Independent veterinary audits confirm that wounding is a recurring outcome of the ACT Government’s shooting program. Document wounding rates during audits include:

  • 2.1% in 2015
  • 3.4% in 2017
  • 3.5% in 2023
 
Across these audits, the average wounding rate is 3.0%. Applied to the 2025 kill total (2,978 kangaroos), this would equate to up to 89 kangaroos suffering prolonged pain before death – not including any who were wounded and escaped.
 
It is important to note that these incidents all occurred during audits, when shooters knew they were being observed. The true number of wounded or unlocated kangaroos outside audit conditions is unknowable.
 
Examples of documented wounding
 
Audits recorded kangaroos who were:
  • Shot in the shoulder, requiring a second shot to the chest (2015)
  • Shot in the eye socket, killed only after a second shot to the chest (2015)
  • Shot in the chest, taking 5 seconds to die (2015)
  • Left alive but immobile, then killed with blunt force trauma (six individuals, 2017)
  • Shot in the jaw, requiring a second shot to the head (2017)

- _RAW DATA_:
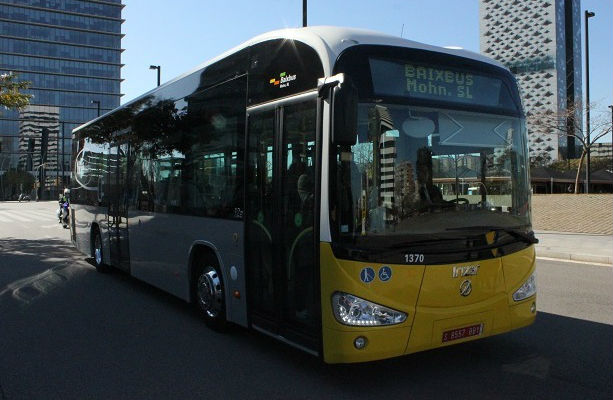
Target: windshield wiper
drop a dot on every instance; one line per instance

- _GIVEN INSTRUCTION A_:
According to the text on kangaroo wounding in the ACT Government's shooting program, what wounding rate did the 2017 audit document?
- _GIVEN INSTRUCTION B_:
Write the next part of the text on kangaroo wounding in the ACT Government's shooting program, picking up after its final sentence.

- _EXPECTED OUTPUT A_:
3.4%

- _EXPECTED OUTPUT B_:
  • Shot in the jaw, requiring a second shot to the chest (two individuals, 2017)
  • Three individuals shot in the jaw or neck, suffering for 28, 48 and 49 seconds respectively before death (2023).

Duration of suffering

In 2017, the median time to death for wounded kangaroos was one minute. One individual suffered for five minutes. At least five kangaroos endured between one and five minutes of pain, from injuries as severe as shots to the jaw.

Kangaroos who espace wounded

Some kangaroos are shot and injured but escape before they can be killed. This occurred in both 2017 and 2023. The suffering these animals endure is unknown, but jaw injuries – which are documented in the audit data – can lead to prolonged pain, inability to eat or drink, and eventual death from starvation or dehydration. 

Kangaroos “presumed killed” but never found

Audits also documented cases where kangaroos were shot and “presumed killed” but could not be located:

  • 2015: Five kangaroos were shot and presumed dead but not found. 
  • 2017: One kangaroo was shot and killed by not located for two hours.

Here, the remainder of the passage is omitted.